Work to complete -
Pull every line with "bird" from the entries below.

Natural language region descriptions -
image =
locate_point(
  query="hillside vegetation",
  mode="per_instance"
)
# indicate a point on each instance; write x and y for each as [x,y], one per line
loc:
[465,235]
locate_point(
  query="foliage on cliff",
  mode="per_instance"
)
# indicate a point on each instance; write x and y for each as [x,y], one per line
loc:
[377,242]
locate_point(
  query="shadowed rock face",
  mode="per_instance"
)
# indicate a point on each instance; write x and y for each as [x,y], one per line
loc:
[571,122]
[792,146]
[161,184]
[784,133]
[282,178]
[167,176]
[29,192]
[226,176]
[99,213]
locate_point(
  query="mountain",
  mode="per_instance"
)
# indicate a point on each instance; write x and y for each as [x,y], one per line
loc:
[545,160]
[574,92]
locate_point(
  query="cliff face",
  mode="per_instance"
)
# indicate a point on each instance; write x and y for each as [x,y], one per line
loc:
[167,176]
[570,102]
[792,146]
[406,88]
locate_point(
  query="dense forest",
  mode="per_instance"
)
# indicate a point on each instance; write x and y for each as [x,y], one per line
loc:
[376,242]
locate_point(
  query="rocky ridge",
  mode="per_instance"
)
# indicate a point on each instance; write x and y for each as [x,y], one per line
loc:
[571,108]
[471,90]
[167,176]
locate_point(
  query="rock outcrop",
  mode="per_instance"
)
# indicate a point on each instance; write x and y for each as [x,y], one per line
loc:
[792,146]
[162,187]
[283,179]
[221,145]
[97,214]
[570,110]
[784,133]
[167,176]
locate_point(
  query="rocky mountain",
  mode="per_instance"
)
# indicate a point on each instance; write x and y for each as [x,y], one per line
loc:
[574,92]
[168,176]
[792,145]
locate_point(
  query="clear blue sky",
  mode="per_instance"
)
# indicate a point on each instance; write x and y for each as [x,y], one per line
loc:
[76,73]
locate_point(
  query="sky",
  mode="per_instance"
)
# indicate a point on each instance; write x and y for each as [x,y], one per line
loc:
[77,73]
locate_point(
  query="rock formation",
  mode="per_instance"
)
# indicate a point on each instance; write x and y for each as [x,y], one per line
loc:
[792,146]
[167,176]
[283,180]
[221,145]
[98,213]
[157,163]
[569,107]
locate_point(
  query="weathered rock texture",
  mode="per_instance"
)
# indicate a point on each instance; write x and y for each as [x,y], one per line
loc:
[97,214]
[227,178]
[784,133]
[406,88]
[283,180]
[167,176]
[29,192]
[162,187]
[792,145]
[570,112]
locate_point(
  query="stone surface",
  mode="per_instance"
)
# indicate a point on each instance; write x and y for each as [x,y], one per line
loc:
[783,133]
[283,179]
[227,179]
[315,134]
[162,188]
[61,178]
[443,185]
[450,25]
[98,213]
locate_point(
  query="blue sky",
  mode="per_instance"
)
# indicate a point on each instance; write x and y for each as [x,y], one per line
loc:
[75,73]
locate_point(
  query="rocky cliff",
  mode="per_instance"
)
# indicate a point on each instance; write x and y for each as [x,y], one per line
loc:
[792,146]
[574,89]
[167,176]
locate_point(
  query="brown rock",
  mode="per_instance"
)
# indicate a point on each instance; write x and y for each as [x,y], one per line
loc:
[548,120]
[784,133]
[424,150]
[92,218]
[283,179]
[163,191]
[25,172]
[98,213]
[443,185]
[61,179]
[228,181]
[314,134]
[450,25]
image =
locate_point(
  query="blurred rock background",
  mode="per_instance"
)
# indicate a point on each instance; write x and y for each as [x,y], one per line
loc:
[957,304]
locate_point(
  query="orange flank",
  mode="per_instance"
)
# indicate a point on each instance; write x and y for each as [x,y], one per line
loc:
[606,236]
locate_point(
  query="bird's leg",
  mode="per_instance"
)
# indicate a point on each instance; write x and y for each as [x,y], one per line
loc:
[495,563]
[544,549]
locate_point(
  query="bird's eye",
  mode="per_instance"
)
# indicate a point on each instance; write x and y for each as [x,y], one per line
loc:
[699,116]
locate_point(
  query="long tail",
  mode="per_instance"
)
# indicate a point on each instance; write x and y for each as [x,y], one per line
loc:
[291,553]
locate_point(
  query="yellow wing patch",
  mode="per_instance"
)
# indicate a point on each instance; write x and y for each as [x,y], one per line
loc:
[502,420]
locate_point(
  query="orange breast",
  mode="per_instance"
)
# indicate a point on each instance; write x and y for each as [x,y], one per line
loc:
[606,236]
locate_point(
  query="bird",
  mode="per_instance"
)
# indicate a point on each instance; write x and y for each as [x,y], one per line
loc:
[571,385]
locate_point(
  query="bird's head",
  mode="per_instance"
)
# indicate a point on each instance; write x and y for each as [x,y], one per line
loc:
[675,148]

Exercise result -
  query="bird's leg",
  query="bird's eye",
  query="bird",
  query="bird's head",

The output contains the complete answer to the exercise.